OBJECTIVE:
Convert the records below into a two-column CSV with the headers instruction and boxes, one row per record. Put each record's text and its answer in a single quoted field with line breaks replaced by spaces, and leave out the pictures.

INFORMATION SHOWN:

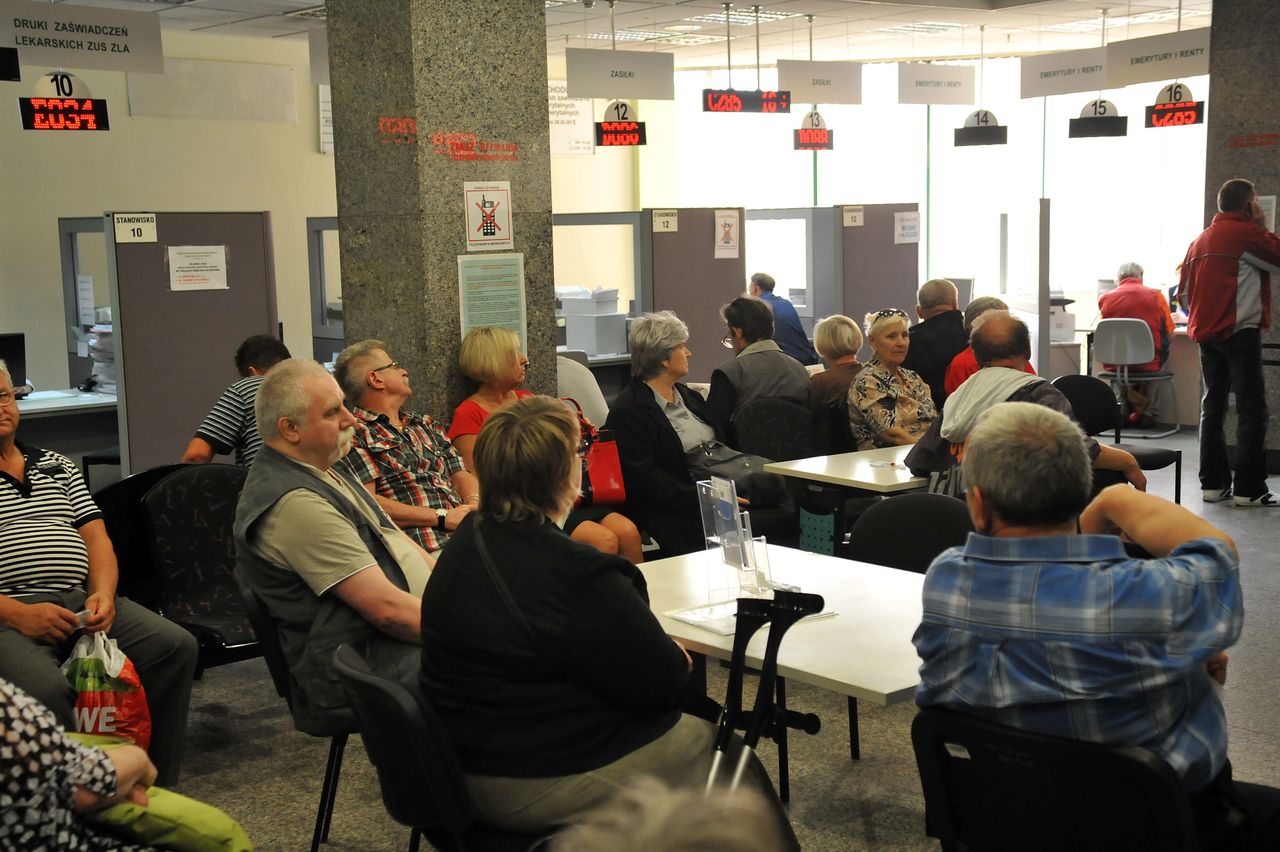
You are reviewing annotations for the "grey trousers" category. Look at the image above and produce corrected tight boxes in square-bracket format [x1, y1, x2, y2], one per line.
[0, 590, 198, 787]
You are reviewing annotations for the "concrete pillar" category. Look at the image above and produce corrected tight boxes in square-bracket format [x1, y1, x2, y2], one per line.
[326, 0, 556, 420]
[1193, 0, 1280, 472]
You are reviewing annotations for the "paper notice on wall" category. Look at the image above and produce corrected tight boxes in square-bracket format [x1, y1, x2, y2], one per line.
[458, 252, 527, 351]
[893, 211, 920, 246]
[716, 210, 742, 260]
[169, 246, 227, 290]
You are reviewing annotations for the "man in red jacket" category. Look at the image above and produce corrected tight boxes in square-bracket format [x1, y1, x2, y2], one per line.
[1178, 178, 1280, 507]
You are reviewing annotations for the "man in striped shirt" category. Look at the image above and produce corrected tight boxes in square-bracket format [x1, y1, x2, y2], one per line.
[0, 361, 198, 784]
[913, 403, 1280, 849]
[182, 334, 289, 467]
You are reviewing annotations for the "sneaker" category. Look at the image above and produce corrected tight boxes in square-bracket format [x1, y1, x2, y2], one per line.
[1235, 491, 1280, 509]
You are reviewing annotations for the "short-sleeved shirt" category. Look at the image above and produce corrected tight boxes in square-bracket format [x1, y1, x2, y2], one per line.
[196, 376, 262, 467]
[849, 358, 938, 450]
[342, 406, 463, 551]
[0, 444, 102, 596]
[250, 450, 431, 597]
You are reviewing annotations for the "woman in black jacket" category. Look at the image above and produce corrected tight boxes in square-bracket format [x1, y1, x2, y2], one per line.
[605, 311, 722, 556]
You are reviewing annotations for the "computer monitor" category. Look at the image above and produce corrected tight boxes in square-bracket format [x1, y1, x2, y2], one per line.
[0, 331, 27, 396]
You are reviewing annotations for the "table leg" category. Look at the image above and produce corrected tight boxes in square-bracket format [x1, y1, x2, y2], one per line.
[849, 696, 863, 760]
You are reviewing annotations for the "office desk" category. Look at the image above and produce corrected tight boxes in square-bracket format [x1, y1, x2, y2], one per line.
[764, 446, 929, 494]
[640, 545, 924, 759]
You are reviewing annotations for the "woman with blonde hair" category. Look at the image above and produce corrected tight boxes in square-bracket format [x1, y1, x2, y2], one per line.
[449, 325, 644, 564]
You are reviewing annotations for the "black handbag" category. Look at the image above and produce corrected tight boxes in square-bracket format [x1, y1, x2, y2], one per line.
[685, 441, 787, 509]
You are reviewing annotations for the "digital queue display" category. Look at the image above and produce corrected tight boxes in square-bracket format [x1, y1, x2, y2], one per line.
[703, 88, 791, 113]
[18, 97, 111, 130]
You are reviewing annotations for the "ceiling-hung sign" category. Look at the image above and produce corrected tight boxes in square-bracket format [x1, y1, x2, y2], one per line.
[897, 63, 977, 104]
[955, 110, 1009, 148]
[703, 88, 791, 113]
[778, 59, 863, 104]
[564, 47, 676, 101]
[1144, 83, 1204, 127]
[1021, 47, 1108, 97]
[595, 101, 645, 148]
[1106, 27, 1208, 88]
[0, 0, 164, 74]
[18, 72, 111, 130]
[792, 110, 836, 151]
[1066, 97, 1129, 139]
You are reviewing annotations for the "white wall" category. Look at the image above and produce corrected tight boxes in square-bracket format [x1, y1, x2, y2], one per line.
[0, 32, 337, 388]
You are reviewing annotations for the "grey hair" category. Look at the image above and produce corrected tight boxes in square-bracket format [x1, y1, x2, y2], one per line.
[964, 296, 1009, 334]
[627, 311, 689, 380]
[333, 338, 387, 404]
[915, 278, 960, 311]
[961, 403, 1093, 527]
[813, 313, 863, 361]
[253, 358, 329, 441]
[1116, 261, 1142, 281]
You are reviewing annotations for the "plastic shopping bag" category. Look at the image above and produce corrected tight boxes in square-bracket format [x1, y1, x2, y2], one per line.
[63, 632, 151, 748]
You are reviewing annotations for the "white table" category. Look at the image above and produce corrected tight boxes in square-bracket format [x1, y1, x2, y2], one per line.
[764, 437, 929, 494]
[640, 545, 924, 759]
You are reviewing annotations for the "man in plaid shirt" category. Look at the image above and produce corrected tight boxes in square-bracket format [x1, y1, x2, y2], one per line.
[914, 403, 1280, 849]
[334, 340, 480, 553]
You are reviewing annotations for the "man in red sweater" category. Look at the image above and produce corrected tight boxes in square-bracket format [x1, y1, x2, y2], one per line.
[1178, 178, 1280, 507]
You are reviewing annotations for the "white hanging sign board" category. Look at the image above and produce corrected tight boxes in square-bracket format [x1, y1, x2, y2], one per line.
[0, 0, 164, 74]
[564, 47, 676, 101]
[462, 180, 516, 252]
[1021, 47, 1107, 97]
[778, 59, 863, 104]
[897, 63, 977, 104]
[1107, 27, 1208, 88]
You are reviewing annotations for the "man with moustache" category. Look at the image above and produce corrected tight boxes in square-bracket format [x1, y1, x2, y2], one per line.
[234, 358, 434, 736]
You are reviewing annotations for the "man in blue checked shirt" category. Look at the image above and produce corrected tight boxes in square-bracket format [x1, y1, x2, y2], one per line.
[914, 403, 1280, 849]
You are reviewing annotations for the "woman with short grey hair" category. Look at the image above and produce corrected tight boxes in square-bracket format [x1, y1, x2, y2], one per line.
[604, 311, 722, 556]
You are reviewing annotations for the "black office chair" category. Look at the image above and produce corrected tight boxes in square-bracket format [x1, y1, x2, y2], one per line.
[333, 645, 540, 852]
[911, 707, 1198, 852]
[842, 494, 973, 574]
[1053, 376, 1183, 503]
[93, 464, 183, 611]
[232, 569, 351, 852]
[142, 464, 262, 677]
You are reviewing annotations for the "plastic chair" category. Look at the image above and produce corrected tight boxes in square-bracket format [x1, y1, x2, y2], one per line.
[1053, 376, 1183, 503]
[1093, 319, 1181, 443]
[845, 494, 973, 574]
[93, 464, 183, 611]
[142, 464, 261, 677]
[911, 707, 1198, 852]
[232, 569, 349, 852]
[333, 645, 540, 852]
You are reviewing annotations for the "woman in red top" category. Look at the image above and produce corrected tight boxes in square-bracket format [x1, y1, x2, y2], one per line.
[449, 325, 644, 564]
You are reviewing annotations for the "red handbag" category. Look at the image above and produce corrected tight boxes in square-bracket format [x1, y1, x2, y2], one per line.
[563, 397, 627, 509]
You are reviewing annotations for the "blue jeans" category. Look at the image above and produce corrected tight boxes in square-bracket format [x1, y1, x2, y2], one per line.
[1199, 329, 1267, 498]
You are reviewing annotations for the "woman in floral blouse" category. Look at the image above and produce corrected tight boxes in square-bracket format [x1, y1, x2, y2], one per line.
[849, 308, 938, 450]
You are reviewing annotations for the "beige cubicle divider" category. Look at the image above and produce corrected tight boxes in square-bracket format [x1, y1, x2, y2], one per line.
[105, 212, 279, 475]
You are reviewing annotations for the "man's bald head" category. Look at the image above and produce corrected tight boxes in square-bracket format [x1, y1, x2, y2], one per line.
[970, 311, 1032, 370]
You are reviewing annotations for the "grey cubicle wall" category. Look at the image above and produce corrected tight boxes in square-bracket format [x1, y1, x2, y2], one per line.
[106, 212, 278, 475]
[650, 207, 746, 381]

FINISHED EXERCISE:
instruction,boxes
"You are reviewing annotations for the ""grey trousers"" category. Look at the image above and produce corrected tight boxes in square-bracket format [x1, y1, x2, y2], one per line.","[0, 590, 198, 787]"
"You are reviewing annotations for the ""concrete pillar"" category. Look at the image above and produce corrected tight boxes in square-bracket format [x1, y1, x2, y2], one per line.","[326, 0, 556, 420] [1193, 0, 1280, 472]"
"You are reviewing annotations for the ""paper notice on wall"" category. Look at the image above and produce corrected tight boxes in square-bracket format [x1, y1, x2, y2], one per line.","[458, 252, 527, 351] [893, 211, 920, 246] [716, 210, 742, 260] [169, 246, 227, 290]"
"You are reviewing annotations for the ""man in red jacket"" category. Look at the image above and produce corrected tight boxes in square-bracket format [x1, y1, x2, y2], one per line.","[1178, 178, 1280, 507]"
"You are reviewing annotations for the ""man in striped shirt"" category. Look at the image above and produce corrected tight boxes in square-bracket format [x1, y1, x2, y2], one per line.","[0, 361, 198, 784] [913, 403, 1280, 849] [182, 334, 289, 467]"
"You are reviewing annotations for the ""sneaker"" category. Look at the image above and produce corrected tight boxes in square-bracket format [x1, y1, x2, y2], one per line.","[1235, 491, 1280, 509]"
"You are reviewing annotations for the ""short-sleeved shirt"" category. Look at the image above and produce corrected tight boxes in square-bracket format [x1, y1, x2, y2], one per line.","[196, 376, 262, 467] [849, 358, 938, 450] [342, 406, 463, 551] [0, 444, 102, 596] [250, 450, 431, 597]"
"You are reviewing annotations for the ""woman in black jacket"" category. Look at the image above and produce corrected tight boxes in square-bracket format [x1, y1, x2, y2], one per line.","[605, 311, 722, 556]"
"You are reviewing annotations for the ""computer monitor"" category. Look at the image above and produce corrected tight boxes in square-bracket format [x1, y1, x2, y2], one per line.","[0, 331, 27, 396]"
"You are reviewing annotations for the ""table leg"" category. Look at the image above and produce corrected tight boxes in square-bracket format [x1, y1, x2, y2], one per line.","[849, 696, 863, 760]"
"You are reviewing annotations for the ""office desk"" category. Look at the image above and produce corrected tight boxes in square-bracket format [x1, y1, x2, y2], one per line.","[764, 446, 929, 494] [640, 545, 924, 759]"
"You are reviewing annotations for the ""woman with blonde hair"" category. Look at the image above and produce corrected tight boxes in square-bracket format [x1, y1, x2, y2], one per line.","[449, 325, 644, 564]"
"You are reviewing annotations for the ""black handbag"" category. Look at the image above and produce corrected tight boxes in square-bracket format [x1, y1, x2, y2], one per line.","[685, 441, 787, 509]"
"You are reviewing annotations for the ""digital queue display"" category. Look at the image above and produce corrected tight boxes in square-bracket format [x1, y1, x2, y2], one per line.","[703, 88, 791, 113] [18, 97, 111, 130]"
"You are reviewing annotations for the ""ceiling-hung sign"" category. Look at the image above and produce corrected tight boxes in square-bracket format [x1, y1, x2, y2], one per line.","[897, 63, 977, 104] [955, 110, 1009, 148] [703, 88, 791, 113] [778, 59, 863, 104] [564, 47, 676, 101] [1144, 83, 1204, 127] [1021, 47, 1108, 97] [595, 101, 645, 148] [1106, 27, 1208, 88] [0, 0, 164, 74] [18, 72, 111, 130] [792, 110, 836, 151] [1066, 97, 1129, 139]"
"You are reviewing annotations for the ""white wall"" category. Look at the image above and produce corrected tight boxes in square-bracket format [x1, y1, x2, y2], one per line.","[0, 32, 337, 388]"
"You are reviewing annotations for the ""grey hair"" category. Look at the image above and produce corrected tight boxes in square-bracket format [x1, y1, x2, y2], one per line.","[964, 296, 1009, 334] [627, 311, 689, 380] [333, 338, 387, 404] [915, 278, 960, 311] [961, 403, 1093, 527] [813, 313, 863, 361] [253, 358, 329, 441] [1116, 261, 1142, 281]"
"You are reviewing annotations for the ""plastic shopping bag"" category. Look at the image above and produce corrected tight boxes in square-bracket format [x1, y1, x2, y2], one per line.","[63, 632, 151, 748]"
"You are reviewing annotations for the ""white table"" category. Look at the image above and produce corrected tight boxes in square-bracket format [x1, y1, x2, y2], one per line.","[764, 437, 929, 494] [640, 545, 924, 759]"
"You are reviewing annotations for the ""man in plaid shirt"" category. Look at the image above and produce corrected tight boxes in square-bracket format [x1, y1, x2, y2], one per line.","[914, 403, 1280, 849] [334, 340, 480, 553]"
"You are reviewing annotations for the ""man in red sweater"" category. Look at the image above and produce corrected tight boxes in square-bracket format [x1, y1, x2, y2], one per line.","[1178, 178, 1280, 507]"
"You are reviewing annotations for the ""white hanging sign board"" category. Look at the image above and produce corrected tight boxes in square-bracket format [x1, y1, x2, y2], one per line.","[0, 0, 164, 74] [564, 47, 676, 101] [462, 180, 516, 252] [1021, 47, 1107, 97] [778, 59, 863, 104] [897, 63, 977, 104] [1107, 27, 1208, 88]"
"You are reviewing annotations for the ""man with moustache"" category. Look at the image above and produce corrected tight boxes in square-bracket format [x1, y1, x2, y2], one per line.","[234, 358, 434, 736]"
"You are reviewing annotations for the ""man in blue checked shirt"" category. Look at the image above and produce corrected tight boxes in square-bracket format [x1, y1, x2, y2], one per line.","[914, 403, 1280, 849]"
"You are reviewing annotations for the ""woman with short grey hair"" category. Look at the image above and produce corrected tight boxes in square-bracket format [x1, y1, x2, y2], one per line.","[604, 311, 722, 556]"
"You are reviewing annotations for the ""black office chair"" category. Look at the image above and produce corrected tight boxes in square-bracket format [x1, y1, x2, y2], one per line.","[333, 645, 540, 852] [911, 707, 1198, 852] [842, 494, 973, 574] [1053, 376, 1183, 503] [93, 464, 183, 611] [232, 569, 351, 852] [142, 464, 262, 677]"
"You are reviewing annotations for the ""plastic chair"" category. Look at the image above and produce corrected tight boxes in square-bracket format [x1, y1, x2, y2], one per line.","[1053, 376, 1183, 503] [1093, 319, 1181, 443] [845, 494, 973, 574] [93, 464, 183, 611] [142, 464, 261, 677] [911, 707, 1198, 852] [232, 569, 349, 852] [333, 645, 540, 852]"
"You are reviewing annotations for the ""woman in red top"" category. Look at the image above and produce corrected tight boxes in square-bracket format [x1, y1, x2, y2], one per line.","[449, 325, 644, 564]"
"You are reviewing annotations for the ""red handbag"" category. Look at the image above and produce corrected tight boxes in square-bracket format [x1, y1, x2, y2], one per line.","[563, 397, 627, 509]"
"You are reviewing annotations for the ""blue jeans"" category. Look at the image above and produce corrected tight boxes in square-bracket format [x1, y1, x2, y2], one per line.","[1199, 329, 1267, 498]"
"You are reviewing annotations for the ""woman in floral blouse"" category. Look at the image above and produce corrected tight boxes in square-bracket format [x1, y1, x2, y2], one per line.","[849, 308, 938, 450]"
"You are reviewing annotations for the ""beige cubicle divider"" category. Look at the image above and produce corrected tight boxes in square-bracket format [x1, y1, x2, y2], one per line.","[105, 212, 279, 475]"
"You are reviewing annotations for the ""man's bald head"" category. Look at the image above and produce corrected tight boxes in square-bracket format [x1, y1, x2, y2], one per line.","[970, 311, 1032, 370]"
"You are reviewing annotations for the ""grey cubicle wall"" category. Look at the image above and produce corrected tight boxes in square-bracket format [x1, y1, x2, y2], one per line.","[106, 212, 278, 475] [650, 207, 746, 381]"